----- Input material -----

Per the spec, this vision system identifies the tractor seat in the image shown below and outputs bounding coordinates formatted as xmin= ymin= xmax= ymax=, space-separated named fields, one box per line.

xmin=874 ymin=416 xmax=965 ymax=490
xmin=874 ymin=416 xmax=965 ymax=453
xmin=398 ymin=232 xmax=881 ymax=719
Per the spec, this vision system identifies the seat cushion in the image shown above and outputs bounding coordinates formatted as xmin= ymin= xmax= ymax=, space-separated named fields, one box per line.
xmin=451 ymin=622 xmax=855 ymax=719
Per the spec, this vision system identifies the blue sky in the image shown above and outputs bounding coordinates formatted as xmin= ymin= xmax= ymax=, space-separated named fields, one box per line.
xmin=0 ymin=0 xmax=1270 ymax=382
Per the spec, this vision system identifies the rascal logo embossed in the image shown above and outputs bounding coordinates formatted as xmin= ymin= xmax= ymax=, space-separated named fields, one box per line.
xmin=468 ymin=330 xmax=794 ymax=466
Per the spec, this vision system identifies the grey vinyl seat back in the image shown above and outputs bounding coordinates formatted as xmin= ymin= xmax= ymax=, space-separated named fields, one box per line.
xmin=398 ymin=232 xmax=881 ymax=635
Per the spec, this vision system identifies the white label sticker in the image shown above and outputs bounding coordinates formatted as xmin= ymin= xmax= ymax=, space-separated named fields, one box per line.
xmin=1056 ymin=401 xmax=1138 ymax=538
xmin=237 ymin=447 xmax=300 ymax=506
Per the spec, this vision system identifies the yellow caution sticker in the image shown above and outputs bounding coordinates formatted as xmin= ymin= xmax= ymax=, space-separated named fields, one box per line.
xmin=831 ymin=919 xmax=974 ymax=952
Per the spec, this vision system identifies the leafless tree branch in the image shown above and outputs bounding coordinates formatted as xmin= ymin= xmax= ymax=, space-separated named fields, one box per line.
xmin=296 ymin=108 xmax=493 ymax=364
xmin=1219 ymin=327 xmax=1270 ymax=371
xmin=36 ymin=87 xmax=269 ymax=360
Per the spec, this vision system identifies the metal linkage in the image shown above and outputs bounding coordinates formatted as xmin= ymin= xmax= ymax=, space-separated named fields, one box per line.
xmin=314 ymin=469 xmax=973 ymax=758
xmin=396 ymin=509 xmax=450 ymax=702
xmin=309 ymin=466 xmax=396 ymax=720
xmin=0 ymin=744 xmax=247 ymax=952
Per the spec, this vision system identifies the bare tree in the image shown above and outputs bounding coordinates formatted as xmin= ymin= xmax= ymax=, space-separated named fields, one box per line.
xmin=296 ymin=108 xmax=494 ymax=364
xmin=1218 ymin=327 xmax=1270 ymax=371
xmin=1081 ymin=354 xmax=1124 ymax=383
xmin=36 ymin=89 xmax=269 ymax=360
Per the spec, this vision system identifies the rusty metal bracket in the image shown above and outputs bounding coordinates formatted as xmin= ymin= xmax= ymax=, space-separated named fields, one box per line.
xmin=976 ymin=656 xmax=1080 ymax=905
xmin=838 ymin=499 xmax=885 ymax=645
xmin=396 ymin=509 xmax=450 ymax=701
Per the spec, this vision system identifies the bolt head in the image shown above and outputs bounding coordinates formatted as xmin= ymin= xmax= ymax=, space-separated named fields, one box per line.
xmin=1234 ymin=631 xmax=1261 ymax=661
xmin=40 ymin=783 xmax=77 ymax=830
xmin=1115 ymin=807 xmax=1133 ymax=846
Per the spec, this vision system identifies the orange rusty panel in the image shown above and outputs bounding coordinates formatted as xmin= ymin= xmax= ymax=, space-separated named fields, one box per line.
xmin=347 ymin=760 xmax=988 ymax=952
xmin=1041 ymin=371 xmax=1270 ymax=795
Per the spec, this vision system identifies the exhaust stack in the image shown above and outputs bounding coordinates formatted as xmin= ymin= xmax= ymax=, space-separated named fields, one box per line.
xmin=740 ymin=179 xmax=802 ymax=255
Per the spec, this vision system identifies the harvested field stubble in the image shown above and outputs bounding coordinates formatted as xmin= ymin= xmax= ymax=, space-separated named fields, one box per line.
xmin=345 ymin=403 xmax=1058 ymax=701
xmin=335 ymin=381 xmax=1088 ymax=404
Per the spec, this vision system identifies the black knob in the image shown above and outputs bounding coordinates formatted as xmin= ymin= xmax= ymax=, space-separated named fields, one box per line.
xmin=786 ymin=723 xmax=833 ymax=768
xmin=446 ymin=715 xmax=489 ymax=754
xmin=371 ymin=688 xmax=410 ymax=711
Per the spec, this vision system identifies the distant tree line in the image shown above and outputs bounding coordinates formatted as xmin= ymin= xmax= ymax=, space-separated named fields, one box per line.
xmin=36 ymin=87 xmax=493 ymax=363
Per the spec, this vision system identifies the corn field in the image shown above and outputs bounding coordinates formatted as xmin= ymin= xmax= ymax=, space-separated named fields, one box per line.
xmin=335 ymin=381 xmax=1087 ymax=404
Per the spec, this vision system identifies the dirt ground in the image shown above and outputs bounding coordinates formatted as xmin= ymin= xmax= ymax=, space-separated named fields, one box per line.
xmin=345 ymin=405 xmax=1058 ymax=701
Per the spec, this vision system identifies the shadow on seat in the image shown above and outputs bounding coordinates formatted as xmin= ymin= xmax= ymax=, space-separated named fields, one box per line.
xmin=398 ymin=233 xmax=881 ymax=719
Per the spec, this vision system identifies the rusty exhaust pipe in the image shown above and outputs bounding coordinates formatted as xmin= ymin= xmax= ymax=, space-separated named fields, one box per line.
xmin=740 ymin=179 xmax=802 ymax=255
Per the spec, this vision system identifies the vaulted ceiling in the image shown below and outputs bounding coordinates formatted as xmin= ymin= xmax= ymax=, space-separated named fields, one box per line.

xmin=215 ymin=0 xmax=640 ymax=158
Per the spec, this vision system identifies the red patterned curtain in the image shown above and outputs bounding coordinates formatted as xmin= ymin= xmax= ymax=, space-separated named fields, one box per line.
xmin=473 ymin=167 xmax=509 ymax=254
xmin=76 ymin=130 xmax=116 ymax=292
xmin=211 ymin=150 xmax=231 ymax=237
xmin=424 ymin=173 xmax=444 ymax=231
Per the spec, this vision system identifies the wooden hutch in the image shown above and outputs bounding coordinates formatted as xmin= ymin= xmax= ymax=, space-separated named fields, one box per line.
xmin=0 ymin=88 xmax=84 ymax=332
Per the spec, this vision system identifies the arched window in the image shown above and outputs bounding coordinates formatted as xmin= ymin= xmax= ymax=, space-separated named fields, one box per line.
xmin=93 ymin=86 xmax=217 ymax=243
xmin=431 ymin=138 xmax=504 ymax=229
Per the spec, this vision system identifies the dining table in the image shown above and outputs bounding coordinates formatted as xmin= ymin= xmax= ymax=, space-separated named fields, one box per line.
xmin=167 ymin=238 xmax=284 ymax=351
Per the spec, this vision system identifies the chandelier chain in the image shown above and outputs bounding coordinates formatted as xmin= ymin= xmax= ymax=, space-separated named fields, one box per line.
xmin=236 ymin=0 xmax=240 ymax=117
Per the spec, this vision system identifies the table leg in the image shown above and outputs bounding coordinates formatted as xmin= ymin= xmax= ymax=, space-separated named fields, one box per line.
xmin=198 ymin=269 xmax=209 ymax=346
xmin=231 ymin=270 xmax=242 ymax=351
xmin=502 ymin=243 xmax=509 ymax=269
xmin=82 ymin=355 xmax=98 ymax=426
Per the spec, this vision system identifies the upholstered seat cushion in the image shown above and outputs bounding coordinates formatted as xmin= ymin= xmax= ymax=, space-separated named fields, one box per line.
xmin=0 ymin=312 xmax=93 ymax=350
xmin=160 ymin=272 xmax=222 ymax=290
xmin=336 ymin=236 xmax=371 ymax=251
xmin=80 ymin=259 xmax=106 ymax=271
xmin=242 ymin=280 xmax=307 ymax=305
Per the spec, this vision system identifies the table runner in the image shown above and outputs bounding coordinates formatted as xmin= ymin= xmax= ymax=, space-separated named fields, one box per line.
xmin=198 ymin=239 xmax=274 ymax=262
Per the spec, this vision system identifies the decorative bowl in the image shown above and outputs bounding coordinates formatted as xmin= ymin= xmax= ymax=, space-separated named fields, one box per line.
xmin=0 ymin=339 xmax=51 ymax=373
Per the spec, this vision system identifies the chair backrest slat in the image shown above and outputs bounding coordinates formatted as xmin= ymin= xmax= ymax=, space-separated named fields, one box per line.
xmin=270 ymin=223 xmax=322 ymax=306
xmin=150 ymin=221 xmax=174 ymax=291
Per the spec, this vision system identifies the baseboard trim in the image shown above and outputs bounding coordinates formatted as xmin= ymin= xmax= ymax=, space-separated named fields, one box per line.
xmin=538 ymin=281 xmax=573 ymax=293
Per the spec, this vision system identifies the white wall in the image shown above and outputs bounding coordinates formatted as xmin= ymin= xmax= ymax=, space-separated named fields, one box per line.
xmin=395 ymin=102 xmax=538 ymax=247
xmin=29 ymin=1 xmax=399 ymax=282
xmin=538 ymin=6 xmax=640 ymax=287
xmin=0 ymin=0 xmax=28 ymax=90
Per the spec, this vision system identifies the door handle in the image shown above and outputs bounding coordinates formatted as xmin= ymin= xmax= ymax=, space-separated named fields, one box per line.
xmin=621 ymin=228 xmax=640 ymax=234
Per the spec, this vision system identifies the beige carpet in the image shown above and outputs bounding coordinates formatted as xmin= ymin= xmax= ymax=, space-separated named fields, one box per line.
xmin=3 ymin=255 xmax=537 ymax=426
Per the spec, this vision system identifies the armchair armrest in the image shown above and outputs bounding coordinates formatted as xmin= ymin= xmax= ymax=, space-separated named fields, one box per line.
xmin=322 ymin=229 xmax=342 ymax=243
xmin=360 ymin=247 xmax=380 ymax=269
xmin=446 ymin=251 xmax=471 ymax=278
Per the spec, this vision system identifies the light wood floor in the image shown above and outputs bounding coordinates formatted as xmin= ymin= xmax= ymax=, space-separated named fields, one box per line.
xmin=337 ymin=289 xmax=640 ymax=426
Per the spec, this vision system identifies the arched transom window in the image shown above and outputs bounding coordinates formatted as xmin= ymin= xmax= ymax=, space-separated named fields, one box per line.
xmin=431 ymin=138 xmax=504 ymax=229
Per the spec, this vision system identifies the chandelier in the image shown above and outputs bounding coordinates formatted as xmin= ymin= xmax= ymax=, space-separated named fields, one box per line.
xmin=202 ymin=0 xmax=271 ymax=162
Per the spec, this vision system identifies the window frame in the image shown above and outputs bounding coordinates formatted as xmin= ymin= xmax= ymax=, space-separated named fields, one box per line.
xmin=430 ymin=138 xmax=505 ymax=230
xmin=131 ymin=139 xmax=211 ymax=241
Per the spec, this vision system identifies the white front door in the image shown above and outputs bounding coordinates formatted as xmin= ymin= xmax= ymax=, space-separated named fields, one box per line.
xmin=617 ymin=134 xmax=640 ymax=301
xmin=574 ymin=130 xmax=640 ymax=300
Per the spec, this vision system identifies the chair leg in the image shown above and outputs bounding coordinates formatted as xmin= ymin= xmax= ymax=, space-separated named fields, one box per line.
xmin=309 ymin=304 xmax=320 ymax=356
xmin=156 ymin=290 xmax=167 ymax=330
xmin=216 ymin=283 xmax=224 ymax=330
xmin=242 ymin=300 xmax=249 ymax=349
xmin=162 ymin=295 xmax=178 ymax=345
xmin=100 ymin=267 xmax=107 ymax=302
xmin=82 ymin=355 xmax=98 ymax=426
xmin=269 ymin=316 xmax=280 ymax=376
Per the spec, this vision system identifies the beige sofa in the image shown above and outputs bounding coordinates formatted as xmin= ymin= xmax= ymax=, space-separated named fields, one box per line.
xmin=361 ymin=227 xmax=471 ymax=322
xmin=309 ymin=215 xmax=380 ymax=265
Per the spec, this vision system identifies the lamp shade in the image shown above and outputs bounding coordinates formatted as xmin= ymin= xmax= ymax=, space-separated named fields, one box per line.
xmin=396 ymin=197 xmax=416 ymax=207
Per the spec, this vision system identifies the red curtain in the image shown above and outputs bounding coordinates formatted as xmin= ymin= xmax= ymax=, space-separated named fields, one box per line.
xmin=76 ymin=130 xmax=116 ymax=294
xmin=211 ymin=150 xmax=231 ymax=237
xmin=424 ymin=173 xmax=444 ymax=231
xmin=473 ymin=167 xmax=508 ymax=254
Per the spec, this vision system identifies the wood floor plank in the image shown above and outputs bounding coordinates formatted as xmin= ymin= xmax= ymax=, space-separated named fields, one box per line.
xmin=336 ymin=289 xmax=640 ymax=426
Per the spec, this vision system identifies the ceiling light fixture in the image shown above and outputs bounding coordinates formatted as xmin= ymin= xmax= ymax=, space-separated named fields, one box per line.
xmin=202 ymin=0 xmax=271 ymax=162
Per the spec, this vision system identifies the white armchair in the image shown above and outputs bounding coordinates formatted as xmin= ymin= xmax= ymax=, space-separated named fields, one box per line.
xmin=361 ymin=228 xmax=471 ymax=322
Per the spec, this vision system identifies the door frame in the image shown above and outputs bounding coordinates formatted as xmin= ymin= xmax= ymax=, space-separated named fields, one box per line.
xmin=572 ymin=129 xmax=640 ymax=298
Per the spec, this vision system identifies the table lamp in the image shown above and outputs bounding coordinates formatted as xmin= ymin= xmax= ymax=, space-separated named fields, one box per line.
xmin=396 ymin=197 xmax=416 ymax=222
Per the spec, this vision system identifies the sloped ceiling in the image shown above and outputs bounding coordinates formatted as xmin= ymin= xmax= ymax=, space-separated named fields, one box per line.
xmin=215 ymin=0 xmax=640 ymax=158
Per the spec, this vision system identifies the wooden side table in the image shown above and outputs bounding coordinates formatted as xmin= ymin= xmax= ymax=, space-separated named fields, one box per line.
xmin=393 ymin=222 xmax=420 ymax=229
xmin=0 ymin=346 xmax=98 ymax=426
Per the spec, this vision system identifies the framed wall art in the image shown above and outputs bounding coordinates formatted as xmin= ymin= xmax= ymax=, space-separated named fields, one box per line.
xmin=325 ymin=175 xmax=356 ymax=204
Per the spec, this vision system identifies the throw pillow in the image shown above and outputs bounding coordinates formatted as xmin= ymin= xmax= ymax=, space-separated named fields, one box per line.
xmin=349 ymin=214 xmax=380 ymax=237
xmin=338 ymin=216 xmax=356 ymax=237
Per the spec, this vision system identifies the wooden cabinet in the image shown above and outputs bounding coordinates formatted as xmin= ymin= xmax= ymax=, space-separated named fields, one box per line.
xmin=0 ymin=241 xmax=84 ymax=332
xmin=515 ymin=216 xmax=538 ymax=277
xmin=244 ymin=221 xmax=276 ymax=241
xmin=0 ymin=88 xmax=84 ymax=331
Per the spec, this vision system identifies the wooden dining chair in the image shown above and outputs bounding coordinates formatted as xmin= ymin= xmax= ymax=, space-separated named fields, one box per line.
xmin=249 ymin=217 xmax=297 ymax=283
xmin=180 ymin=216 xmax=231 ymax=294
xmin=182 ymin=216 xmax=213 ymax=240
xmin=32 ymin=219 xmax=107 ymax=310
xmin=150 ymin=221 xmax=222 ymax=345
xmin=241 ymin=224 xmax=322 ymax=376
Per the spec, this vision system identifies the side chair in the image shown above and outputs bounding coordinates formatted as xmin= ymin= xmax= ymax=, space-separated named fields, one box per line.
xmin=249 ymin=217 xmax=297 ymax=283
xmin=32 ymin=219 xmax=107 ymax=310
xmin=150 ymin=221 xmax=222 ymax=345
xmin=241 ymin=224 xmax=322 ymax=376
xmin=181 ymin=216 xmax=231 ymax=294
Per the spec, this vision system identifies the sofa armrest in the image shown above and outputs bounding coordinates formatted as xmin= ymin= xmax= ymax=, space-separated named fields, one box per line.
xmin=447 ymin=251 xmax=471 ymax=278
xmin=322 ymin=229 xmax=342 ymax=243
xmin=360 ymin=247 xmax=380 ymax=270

-----

• **Stated task**
Update the material starting at the line that contains "Per the spec, this vision system identifies the sloped" and ending at the line that contains "xmin=338 ymin=216 xmax=356 ymax=237", replacing "throw pillow" with "seat cushion" and leaving everything else unchanged. Return only those lines.

• **Worked answer**
Per the spec, this vision system identifies the sloped ceiling in the image shown above and outputs bounding coordinates formatted as xmin= ymin= xmax= ymax=, space-separated named fields, one box per line.
xmin=215 ymin=0 xmax=640 ymax=158
Per the spec, this vision system identifies the wooden side table in the image shown above and outputs bounding coordinates formatted as xmin= ymin= xmax= ymax=, space-separated named fields, one box per line.
xmin=393 ymin=222 xmax=420 ymax=229
xmin=0 ymin=346 xmax=98 ymax=426
Per the spec, this vision system identifies the framed wall art in the image shown above and outputs bounding coordinates formatted as xmin= ymin= xmax= ymax=, space-separated named fields, one box per line.
xmin=325 ymin=175 xmax=356 ymax=204
Per the spec, this vision system identifies the seat cushion in the image shown above and outputs bounding coordinates formatted as xmin= ymin= xmax= ymax=, space-separated named fields, one box per line.
xmin=349 ymin=214 xmax=380 ymax=237
xmin=338 ymin=216 xmax=356 ymax=237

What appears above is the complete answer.